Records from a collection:
"""

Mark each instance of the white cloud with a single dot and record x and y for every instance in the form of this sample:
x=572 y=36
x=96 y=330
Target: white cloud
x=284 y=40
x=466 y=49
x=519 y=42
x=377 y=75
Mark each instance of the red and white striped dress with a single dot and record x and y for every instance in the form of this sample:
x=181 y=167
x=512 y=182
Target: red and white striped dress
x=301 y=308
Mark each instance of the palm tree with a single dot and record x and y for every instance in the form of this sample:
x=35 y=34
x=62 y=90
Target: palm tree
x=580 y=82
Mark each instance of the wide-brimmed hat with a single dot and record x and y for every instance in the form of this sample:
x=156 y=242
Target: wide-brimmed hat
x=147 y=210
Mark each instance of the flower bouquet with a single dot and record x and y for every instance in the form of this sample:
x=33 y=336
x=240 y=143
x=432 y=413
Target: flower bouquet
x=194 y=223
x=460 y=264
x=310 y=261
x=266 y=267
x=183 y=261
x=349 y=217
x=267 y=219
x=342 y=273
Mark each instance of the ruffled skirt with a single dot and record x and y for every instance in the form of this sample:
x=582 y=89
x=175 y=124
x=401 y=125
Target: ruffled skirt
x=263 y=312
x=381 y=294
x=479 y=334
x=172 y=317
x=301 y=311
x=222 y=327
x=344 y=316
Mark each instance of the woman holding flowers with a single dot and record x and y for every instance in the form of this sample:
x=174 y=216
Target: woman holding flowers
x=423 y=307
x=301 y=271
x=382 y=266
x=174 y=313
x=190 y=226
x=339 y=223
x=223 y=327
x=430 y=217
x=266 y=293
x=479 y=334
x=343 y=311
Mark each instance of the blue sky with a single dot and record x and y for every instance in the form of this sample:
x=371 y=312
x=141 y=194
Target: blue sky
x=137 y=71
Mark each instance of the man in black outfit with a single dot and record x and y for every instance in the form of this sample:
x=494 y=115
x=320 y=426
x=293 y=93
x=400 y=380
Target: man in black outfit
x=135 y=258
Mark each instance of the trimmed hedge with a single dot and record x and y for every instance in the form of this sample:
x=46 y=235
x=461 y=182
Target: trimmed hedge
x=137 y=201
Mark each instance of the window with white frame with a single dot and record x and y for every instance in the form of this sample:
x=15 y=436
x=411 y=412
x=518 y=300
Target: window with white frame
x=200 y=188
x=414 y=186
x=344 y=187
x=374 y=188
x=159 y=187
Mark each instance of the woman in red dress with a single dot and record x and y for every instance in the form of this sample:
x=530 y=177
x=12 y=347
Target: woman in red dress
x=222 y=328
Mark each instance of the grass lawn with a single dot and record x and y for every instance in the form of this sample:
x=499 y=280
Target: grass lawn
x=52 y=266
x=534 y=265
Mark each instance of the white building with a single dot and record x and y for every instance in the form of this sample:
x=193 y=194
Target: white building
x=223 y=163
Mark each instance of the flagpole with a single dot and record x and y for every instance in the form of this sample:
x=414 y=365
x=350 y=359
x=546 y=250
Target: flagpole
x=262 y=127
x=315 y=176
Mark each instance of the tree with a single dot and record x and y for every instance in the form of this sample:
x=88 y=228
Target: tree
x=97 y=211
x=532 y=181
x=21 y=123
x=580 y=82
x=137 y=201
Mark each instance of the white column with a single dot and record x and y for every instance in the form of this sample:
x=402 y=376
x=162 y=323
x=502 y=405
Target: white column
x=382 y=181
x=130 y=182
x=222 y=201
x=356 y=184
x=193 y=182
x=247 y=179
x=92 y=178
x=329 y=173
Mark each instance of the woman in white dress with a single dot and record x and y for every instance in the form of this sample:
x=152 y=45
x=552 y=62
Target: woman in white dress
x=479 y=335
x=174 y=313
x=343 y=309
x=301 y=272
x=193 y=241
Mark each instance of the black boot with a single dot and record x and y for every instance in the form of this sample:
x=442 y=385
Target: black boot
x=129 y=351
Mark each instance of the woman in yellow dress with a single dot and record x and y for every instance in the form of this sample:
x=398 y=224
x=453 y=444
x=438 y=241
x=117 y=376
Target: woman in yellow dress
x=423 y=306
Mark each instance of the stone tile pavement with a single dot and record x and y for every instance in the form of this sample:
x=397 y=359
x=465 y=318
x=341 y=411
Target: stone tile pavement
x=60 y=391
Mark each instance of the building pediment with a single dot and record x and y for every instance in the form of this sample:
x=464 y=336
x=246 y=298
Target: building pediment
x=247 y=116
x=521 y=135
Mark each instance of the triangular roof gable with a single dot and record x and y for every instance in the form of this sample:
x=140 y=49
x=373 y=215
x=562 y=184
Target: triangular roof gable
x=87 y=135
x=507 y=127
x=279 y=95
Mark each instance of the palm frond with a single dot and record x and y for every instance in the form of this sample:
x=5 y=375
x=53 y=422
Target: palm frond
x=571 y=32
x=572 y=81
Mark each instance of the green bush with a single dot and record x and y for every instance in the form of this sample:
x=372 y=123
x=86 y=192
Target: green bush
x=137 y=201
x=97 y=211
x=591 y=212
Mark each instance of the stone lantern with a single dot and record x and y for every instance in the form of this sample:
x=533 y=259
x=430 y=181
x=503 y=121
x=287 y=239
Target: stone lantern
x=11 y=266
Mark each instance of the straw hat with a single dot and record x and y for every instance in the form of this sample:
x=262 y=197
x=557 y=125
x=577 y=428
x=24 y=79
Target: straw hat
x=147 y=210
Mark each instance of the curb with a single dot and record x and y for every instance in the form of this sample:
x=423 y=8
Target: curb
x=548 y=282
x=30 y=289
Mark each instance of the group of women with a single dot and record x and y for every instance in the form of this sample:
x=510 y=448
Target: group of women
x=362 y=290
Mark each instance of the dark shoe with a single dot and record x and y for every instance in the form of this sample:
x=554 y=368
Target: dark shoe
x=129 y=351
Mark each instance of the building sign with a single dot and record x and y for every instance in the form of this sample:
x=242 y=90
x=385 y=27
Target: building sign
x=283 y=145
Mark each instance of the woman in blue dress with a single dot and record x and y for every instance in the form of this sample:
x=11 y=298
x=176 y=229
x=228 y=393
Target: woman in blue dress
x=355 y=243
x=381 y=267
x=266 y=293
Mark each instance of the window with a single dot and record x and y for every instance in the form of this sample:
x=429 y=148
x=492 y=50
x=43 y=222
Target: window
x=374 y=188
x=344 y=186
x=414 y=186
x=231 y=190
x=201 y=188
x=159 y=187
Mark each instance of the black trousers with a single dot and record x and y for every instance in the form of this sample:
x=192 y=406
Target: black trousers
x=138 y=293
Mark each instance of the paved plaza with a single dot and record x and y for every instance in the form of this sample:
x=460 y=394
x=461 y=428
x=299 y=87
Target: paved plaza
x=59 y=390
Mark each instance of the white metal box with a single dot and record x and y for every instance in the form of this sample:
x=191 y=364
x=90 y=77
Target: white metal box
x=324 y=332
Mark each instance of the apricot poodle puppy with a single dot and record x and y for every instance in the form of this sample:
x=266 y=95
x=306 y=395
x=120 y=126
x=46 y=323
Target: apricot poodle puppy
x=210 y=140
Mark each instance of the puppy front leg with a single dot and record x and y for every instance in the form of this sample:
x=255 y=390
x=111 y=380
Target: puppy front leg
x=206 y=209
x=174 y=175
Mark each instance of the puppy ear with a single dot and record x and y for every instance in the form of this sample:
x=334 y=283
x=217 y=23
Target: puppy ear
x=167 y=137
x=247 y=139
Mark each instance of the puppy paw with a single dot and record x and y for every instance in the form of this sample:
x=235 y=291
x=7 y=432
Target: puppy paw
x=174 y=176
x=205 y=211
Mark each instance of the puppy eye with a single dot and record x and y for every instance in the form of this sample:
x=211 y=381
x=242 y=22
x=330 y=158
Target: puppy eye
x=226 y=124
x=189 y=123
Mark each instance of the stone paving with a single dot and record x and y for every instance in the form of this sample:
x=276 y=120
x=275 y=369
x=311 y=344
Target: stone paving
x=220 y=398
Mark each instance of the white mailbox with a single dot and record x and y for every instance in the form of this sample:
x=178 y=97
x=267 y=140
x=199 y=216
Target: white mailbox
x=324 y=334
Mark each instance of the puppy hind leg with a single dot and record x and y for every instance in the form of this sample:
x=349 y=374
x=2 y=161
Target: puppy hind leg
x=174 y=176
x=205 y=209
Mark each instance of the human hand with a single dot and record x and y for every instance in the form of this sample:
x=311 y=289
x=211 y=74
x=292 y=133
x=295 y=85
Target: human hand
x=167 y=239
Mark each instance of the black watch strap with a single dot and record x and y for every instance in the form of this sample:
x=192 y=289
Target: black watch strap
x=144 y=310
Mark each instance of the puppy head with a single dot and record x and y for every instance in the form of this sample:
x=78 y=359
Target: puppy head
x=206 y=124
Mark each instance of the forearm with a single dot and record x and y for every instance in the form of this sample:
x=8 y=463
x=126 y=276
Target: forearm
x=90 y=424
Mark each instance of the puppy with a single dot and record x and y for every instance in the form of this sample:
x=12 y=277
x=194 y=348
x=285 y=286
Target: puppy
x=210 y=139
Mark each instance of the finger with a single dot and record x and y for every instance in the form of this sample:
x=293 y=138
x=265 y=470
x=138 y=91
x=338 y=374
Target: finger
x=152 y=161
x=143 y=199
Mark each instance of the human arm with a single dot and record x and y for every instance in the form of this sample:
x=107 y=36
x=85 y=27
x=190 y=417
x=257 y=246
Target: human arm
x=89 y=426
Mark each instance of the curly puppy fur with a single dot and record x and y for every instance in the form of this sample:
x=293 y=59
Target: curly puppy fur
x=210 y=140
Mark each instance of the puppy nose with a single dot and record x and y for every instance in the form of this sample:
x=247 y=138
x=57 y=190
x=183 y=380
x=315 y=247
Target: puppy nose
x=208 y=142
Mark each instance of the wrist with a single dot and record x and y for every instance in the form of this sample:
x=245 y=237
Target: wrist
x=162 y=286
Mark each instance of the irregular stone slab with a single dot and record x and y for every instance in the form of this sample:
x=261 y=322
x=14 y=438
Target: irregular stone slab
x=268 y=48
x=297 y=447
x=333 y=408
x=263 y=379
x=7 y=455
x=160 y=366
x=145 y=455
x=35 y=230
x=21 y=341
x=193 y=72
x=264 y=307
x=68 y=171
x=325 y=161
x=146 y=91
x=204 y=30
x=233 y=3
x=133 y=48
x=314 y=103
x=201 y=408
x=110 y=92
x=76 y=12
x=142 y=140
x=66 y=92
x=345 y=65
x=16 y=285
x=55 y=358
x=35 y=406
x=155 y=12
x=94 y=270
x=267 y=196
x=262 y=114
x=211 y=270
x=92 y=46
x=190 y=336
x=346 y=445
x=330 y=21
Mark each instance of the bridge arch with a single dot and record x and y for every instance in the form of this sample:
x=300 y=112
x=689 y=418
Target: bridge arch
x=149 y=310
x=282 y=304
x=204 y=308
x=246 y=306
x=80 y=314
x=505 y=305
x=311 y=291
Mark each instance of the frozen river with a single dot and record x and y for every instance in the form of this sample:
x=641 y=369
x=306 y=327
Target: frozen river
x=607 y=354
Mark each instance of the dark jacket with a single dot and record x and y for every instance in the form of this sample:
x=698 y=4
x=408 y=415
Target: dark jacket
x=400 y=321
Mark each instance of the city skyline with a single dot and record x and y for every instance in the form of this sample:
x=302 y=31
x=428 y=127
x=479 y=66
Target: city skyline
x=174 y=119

"""

TASK GOAL: Up to and including the line with "x=174 y=216", restate the records above word for word from the very first line.

SOLUTION FOR THIS TASK:
Mark each instance of the white cloud with a single dot and record x and y for every instance in the form of this sample:
x=572 y=36
x=96 y=330
Target: white cloud
x=284 y=40
x=466 y=49
x=519 y=42
x=377 y=75
Mark each instance of the red and white striped dress with a single dot and record x and y for every instance in the form of this sample:
x=181 y=167
x=512 y=182
Target: red and white striped dress
x=301 y=308
Mark each instance of the palm tree with a single dot and record x and y for every instance in the form of this sample:
x=35 y=34
x=62 y=90
Target: palm tree
x=580 y=82
Mark each instance of the wide-brimmed hat with a single dot and record x and y for every instance in the form of this sample:
x=156 y=242
Target: wide-brimmed hat
x=147 y=210
Mark each instance of the flower bouquet with a single dot and record x and y for every instance in the form of this sample:
x=33 y=336
x=240 y=143
x=432 y=413
Target: flower bouquet
x=194 y=223
x=460 y=264
x=310 y=261
x=266 y=267
x=183 y=261
x=349 y=217
x=267 y=219
x=342 y=273
Mark each instance of the ruffled skirt with a single dot and record x and y for every instance in the form of this sample:
x=582 y=89
x=175 y=124
x=401 y=125
Target: ruffled skirt
x=263 y=312
x=381 y=294
x=479 y=334
x=172 y=317
x=301 y=311
x=222 y=327
x=344 y=316
Mark each instance of the woman holding flowers with a single dot and record x and y for every instance in the form of this sample:
x=174 y=216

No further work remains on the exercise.